[Source records]

-=-=-

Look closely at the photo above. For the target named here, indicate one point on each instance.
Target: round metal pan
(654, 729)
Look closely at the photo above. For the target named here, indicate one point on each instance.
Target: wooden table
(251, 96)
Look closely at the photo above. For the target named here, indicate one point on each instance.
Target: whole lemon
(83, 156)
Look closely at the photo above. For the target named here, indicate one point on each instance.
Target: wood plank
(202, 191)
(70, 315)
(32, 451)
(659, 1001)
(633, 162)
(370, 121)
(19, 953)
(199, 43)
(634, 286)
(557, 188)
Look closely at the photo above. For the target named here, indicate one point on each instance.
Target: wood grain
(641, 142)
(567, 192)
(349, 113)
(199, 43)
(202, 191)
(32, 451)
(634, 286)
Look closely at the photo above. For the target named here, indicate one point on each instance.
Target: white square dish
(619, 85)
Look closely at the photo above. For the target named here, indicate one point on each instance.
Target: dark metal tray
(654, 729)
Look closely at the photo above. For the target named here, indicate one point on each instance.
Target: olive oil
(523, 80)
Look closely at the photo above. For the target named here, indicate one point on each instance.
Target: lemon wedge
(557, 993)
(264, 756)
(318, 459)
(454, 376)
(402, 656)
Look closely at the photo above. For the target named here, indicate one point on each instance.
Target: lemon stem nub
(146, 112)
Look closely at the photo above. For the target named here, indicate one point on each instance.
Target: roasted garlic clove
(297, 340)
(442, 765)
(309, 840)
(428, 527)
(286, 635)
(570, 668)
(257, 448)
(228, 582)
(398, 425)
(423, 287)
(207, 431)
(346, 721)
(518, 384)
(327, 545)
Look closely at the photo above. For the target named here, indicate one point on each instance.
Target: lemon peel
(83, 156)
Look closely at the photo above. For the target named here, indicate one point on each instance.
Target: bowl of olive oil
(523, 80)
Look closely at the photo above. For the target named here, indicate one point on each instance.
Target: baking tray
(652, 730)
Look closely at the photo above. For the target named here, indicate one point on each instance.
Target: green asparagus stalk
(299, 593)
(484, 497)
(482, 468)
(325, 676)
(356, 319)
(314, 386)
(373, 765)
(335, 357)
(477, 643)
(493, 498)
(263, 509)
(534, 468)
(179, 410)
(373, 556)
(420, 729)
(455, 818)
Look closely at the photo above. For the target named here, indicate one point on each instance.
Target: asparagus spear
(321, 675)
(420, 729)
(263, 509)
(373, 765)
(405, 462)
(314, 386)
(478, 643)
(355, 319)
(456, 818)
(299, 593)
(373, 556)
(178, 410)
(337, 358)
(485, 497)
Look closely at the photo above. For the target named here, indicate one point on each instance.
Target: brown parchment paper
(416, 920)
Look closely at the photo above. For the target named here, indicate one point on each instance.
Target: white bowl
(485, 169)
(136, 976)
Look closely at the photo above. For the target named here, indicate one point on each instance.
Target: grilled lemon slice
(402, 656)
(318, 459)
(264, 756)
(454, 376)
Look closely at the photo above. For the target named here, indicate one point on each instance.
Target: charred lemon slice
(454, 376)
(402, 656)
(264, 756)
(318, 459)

-=-=-

Exercise instructions:
Copy every record above exactly as it appears.

Exercise response:
Look closely at the photo above. For the target named here, indicate one point on each instance.
Target: round metal pan
(654, 729)
Look closely at the photo above. For the target named here, indicate one point on each instance.
Target: wooden table
(251, 96)
Look closely at the photo above. For the target named here, indicate one point on each instance.
Target: whole lemon
(83, 156)
Look closely at the photo above. For the target named here, indicate one point on each instance.
Target: wood plank
(202, 191)
(70, 315)
(32, 451)
(659, 1001)
(633, 162)
(370, 121)
(19, 953)
(199, 43)
(634, 286)
(557, 188)
Look closely at the photo above. For the target named here, indicate one point on each instance.
Target: wood grain
(641, 142)
(567, 192)
(349, 113)
(199, 43)
(202, 191)
(32, 451)
(634, 286)
Look closely at the photo above. For the target named here, indicate one point on each instance.
Target: white square dish
(619, 85)
Look closely at the photo above. For the target named here, indicate one point on each instance.
Target: dark metal tray
(654, 729)
Look closely at the photo above. For the target named here, indicate one point on each instance.
Target: olive oil
(523, 80)
Look closely at the photo above. For the target named here, indicate one point on each instance.
Target: lemon wedge
(557, 993)
(264, 756)
(318, 459)
(454, 376)
(402, 656)
Look closely at the photo above. For the target named here, indicate one point on each instance.
Target: lemon stem nub
(146, 112)
Look closely at the photo above. For the target named here, indicate one point on each instance.
Target: roasted garlic clove
(297, 340)
(442, 765)
(309, 840)
(428, 527)
(286, 635)
(570, 668)
(257, 448)
(228, 582)
(398, 425)
(423, 287)
(207, 431)
(346, 721)
(518, 384)
(327, 545)
Look closely at the photo above. For the target named here, indicate one point on each instance.
Target: lemon peel
(83, 156)
Look closely at the photo above. For the target named here, indicate one point on each instance.
Target: bowl of olive oil
(523, 80)
Look closely at the photo above. For the target named here, indicate one point on each instance.
Target: baking tray
(652, 730)
Look closely at the photo above. For the target named here, indicate one point on each instance.
Target: green asparagus stalk
(299, 593)
(484, 497)
(482, 468)
(325, 676)
(356, 319)
(314, 386)
(373, 765)
(335, 357)
(477, 643)
(493, 498)
(263, 509)
(534, 468)
(179, 410)
(373, 556)
(420, 729)
(455, 818)
Look closely at the photo above. For the target named here, indicate one point on each instance.
Target: asparagus spear
(321, 675)
(420, 729)
(263, 509)
(373, 765)
(405, 462)
(314, 386)
(478, 643)
(355, 319)
(456, 818)
(299, 593)
(373, 556)
(178, 410)
(337, 358)
(485, 497)
Look closely at the photo above. For the target named here, indicate one point on each instance.
Target: brown parchment paper
(416, 920)
Look closely at the photo above. For the target named here, indicate one point on each instance.
Target: white bowl
(485, 169)
(136, 976)
Look closely at the photo above. For the target named here, indicate one point on each instance.
Target: grilled lemon slice
(402, 656)
(318, 459)
(264, 756)
(454, 376)
Look closely at the photo above. For the target named here, indicate one point on each instance.
Target: charred lemon slice
(454, 376)
(402, 656)
(264, 756)
(318, 459)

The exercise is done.